* BEGIN EXERCISE MATERIALS *
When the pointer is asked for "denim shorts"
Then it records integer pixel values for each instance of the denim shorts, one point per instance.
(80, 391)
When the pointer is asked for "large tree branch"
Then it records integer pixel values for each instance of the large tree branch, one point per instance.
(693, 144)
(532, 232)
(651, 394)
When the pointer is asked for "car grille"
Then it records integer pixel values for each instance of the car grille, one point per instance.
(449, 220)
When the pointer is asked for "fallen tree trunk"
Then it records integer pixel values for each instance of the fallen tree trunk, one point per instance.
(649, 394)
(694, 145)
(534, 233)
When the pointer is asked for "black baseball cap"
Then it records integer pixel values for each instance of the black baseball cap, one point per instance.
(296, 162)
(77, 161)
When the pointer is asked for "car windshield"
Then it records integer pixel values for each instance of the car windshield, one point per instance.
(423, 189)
* END EXERCISE MATERIALS *
▶ **PROBLEM**
Display every line from the rows above that contains the string "large". Matching is case-sensitive.

▶ **RESPONSE TO THE TASK**
When the pointer is asked for "large tree branch"
Then it records integer pixel values for each instance of the large tree branch, one point per instance.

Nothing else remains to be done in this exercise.